STC32G单片机内置ADC及应用编程

一 STC32G单片机内置ADC模块简介

STC32G单片机内部集成了一个12位高速ADC转换器，ADC的最高时钟频率为系统频率的1/2。其输入通道多达15个（第15通道为专门测量内部1.19V参考信号源的通道），可分时切换使用。

STC15系列单片机内置ADC模块以电源电源作为ADC参考电压，STC32G的ADC模块则与之不同，它有单独的参考电压源引脚，可以接入精准的参考电压（0~5V皆可），以获得稳定的ADC值；参考电源引脚也可直接与MCU供电电源连接，不过AD转换结果可能会收到电源电源波动的影响。注意：STC32GADC模块的参考电压输入引脚不可悬空。

STC32G单片机的内置ADC模块转换结果存储在两个8位寄存器中，可配置为左对齐（高8位存储在高位寄存器ADC_RES中，低四位存储在低位寄存器ADC_REL的高四位中），可配置为右对齐（高4位存储在高位寄存器ADC_RES的低4位中，低8位存储在低位寄存器ADC_REL中）。

_ _ _ _ _ _ _

练习说明:
1. 判断下列陈述是否与上文相符，逐项以“是”或“否”作答，并一字不差地引出上文中起决定作用的文字。(a) STC32G单片机内置ADC的最高时钟频率为系统频率的1/2。(b) STC32G单片机ADC模块的参考电压输入引脚允许悬空。(c) 配置为右对齐时，转换结果的低8位存储在低位寄存器ADC_REL中。
2. 请原样抄录上文中的一段文字，从“一 STC32G单片机内置ADC模块简介”起，至“的参考电压输入引脚不可悬空。”止，首尾字句均包括在内。

已存条目:
_ _ _ _ _ _ _

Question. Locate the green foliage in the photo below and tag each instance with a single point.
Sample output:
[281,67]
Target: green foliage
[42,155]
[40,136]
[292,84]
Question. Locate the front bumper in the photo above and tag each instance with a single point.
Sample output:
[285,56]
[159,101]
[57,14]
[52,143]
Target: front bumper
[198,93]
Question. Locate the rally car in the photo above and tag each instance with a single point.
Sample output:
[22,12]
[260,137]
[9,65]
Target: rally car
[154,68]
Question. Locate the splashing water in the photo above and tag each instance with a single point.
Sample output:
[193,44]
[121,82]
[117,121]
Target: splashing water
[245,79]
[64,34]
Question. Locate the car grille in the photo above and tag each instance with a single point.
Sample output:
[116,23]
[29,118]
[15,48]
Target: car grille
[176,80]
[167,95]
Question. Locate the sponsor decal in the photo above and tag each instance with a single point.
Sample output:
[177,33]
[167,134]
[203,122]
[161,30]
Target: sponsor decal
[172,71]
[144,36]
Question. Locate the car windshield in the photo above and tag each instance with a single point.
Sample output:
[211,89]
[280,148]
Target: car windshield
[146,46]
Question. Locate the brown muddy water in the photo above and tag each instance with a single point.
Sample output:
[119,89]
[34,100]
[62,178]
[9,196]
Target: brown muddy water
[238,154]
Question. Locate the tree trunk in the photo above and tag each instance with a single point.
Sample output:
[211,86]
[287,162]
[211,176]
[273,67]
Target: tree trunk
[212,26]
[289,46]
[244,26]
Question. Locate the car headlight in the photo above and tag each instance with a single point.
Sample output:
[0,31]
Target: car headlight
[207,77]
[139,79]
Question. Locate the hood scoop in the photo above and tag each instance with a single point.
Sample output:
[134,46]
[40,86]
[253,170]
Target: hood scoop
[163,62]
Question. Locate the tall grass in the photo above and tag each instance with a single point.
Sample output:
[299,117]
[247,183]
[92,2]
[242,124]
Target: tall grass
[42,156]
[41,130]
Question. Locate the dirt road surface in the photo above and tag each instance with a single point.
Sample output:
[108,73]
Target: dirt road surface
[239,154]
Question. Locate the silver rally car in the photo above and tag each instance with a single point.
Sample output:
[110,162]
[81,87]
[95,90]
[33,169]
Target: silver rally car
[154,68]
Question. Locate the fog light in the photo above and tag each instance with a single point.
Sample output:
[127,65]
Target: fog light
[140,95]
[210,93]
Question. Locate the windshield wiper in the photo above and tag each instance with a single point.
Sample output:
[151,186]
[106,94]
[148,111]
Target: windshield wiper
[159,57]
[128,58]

_ _ _ _ _ _ _

参考答案:
1.
(a) 是。“ADC的最高时钟频率为系统频率的1/2”
(b) 否。“参考电压输入引脚不可悬空”
(c) 是。“低8位存储在低位寄存器ADC_REL中”

2.
一 STC32G单片机内置ADC模块简介

STC32G单片机内部集成了一个12位高速ADC转换器，ADC的最高时钟频率为系统频率的1/2。其输入通道多达15个（第15通道为专门测量内部1.19V参考信号源的通道），可分时切换使用。

STC15系列单片机内置ADC模块以电源电源作为ADC参考电压，STC32G的ADC模块则与之不同，它有单独的参考电压源引脚，可以接入精准的参考电压（0~5V皆可），以获得稳定的ADC值；参考电源引脚也可直接与MCU供电电源连接，不过AD转换结果可能会收到电源电源波动的影响。注意：STC32GADC模块的参考电压输入引脚不可悬空。